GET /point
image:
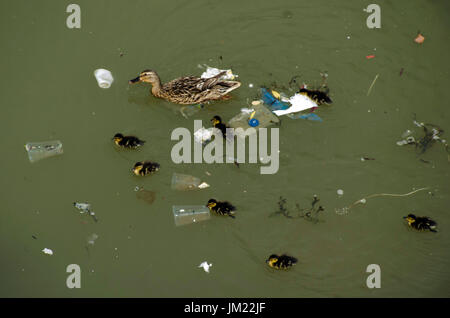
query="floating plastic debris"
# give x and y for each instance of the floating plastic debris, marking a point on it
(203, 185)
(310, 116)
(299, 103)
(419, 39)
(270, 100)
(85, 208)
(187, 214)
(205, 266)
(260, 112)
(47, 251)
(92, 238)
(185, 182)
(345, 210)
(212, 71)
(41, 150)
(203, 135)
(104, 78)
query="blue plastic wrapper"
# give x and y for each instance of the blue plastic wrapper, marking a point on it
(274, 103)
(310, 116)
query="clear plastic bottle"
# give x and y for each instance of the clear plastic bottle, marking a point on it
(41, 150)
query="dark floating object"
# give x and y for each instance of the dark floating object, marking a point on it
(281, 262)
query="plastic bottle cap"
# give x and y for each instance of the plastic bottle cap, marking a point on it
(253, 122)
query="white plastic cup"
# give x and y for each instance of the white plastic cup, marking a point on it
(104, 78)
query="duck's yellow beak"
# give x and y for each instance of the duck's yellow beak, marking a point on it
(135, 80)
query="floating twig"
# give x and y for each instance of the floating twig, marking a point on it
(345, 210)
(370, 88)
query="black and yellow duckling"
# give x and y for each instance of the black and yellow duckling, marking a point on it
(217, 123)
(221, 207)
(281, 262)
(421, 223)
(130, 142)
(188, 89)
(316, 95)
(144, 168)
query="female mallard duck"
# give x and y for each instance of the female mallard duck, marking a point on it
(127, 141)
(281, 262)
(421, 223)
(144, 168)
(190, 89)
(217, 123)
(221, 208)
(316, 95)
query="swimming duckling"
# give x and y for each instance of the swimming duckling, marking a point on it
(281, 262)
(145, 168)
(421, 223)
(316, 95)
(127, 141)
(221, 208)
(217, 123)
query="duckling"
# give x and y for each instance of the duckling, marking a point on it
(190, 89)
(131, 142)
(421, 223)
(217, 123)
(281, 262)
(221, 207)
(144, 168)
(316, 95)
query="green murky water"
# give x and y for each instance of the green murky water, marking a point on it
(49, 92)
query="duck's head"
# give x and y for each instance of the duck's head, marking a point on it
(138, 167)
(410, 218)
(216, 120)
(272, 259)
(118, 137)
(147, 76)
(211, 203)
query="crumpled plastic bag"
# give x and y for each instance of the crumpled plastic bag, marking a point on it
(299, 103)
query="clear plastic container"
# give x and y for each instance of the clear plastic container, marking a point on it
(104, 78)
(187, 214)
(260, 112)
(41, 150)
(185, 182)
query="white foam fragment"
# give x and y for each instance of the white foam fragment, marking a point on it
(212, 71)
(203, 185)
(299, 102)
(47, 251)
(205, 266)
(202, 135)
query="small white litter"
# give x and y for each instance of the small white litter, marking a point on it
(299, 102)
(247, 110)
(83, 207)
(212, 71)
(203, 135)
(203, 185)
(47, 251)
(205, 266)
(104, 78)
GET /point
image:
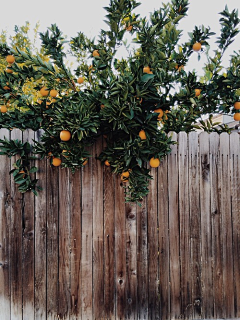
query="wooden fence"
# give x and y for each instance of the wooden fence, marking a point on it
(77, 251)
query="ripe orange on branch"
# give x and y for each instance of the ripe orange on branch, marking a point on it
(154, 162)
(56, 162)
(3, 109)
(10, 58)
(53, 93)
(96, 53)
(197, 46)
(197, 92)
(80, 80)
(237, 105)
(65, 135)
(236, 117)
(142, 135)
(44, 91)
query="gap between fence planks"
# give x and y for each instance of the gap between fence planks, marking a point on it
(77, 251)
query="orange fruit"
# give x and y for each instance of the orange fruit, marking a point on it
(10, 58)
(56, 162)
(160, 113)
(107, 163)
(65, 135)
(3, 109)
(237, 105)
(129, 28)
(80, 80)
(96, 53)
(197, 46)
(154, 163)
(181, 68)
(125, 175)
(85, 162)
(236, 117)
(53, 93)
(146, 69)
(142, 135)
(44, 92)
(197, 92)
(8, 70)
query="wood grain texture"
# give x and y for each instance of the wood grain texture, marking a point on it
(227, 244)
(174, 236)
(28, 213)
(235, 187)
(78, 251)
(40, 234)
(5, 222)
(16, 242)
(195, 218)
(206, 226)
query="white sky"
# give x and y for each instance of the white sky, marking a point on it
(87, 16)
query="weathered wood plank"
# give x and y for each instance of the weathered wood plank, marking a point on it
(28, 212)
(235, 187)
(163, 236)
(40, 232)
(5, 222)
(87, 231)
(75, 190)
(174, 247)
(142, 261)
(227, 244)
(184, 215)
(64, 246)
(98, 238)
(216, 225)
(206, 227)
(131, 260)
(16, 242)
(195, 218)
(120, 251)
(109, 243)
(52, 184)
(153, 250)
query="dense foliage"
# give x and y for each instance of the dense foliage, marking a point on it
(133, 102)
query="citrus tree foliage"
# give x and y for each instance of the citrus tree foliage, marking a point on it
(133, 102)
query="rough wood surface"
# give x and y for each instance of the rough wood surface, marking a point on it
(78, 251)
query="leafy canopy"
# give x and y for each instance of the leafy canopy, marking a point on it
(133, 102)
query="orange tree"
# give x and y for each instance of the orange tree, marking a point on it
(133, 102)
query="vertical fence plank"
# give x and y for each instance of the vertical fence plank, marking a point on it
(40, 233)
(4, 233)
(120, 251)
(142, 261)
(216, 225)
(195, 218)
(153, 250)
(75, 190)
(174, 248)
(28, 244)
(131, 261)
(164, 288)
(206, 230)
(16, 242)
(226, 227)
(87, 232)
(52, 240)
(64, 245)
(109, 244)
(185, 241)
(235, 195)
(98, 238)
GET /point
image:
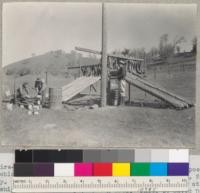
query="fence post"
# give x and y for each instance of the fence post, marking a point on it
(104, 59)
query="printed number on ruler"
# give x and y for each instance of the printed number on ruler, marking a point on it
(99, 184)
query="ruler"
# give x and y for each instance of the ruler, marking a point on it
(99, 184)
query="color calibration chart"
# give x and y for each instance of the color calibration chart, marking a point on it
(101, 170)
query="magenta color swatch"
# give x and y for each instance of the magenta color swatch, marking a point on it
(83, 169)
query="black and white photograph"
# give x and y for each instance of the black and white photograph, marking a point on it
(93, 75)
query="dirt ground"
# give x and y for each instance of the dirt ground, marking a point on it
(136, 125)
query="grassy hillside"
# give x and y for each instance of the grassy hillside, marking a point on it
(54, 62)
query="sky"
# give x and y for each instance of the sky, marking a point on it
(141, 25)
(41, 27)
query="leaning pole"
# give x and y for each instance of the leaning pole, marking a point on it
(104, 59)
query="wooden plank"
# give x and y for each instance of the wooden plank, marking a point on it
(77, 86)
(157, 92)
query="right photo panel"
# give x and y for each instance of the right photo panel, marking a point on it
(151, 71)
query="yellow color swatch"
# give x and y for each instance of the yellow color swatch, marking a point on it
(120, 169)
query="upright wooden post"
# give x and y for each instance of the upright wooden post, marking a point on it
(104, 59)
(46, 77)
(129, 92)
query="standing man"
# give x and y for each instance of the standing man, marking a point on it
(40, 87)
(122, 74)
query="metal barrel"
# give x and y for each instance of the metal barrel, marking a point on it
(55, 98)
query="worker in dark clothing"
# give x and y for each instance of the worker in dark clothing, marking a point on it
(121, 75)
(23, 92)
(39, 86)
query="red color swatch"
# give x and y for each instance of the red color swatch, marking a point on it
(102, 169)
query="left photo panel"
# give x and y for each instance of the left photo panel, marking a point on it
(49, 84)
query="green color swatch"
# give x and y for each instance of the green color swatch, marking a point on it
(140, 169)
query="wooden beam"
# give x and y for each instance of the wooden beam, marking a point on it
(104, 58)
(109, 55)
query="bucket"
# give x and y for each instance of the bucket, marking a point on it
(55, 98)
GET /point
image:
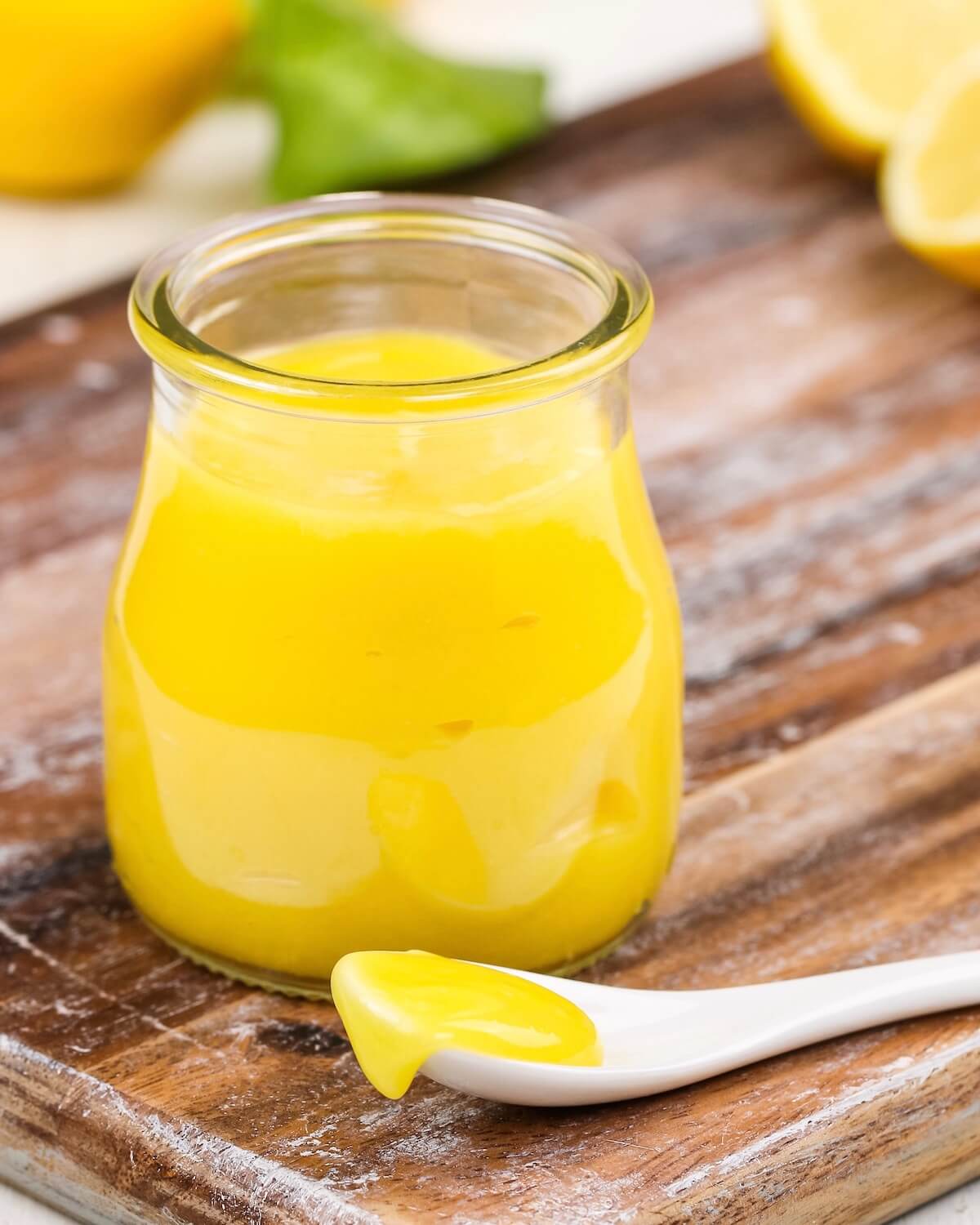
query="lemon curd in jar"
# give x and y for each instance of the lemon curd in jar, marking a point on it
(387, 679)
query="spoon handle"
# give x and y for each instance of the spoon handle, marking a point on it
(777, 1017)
========================================================================
**What you have to do:**
In the entries above, find the line containing "bucket, marking a point on it", then please retype it and every line after it through the last, exactly as written, omitting pictures.

**Exercise solution:**
# give x and y for each instance of the bucket, marking a point on it
(55, 98)
GET /point
image:
query="lemon curd in jar"
# give x and y for each instance of the lemon curd in jar, marking a point on it
(387, 679)
query="spoon handle"
# give x and y for each instance of the spoon handle, marking a point on it
(777, 1017)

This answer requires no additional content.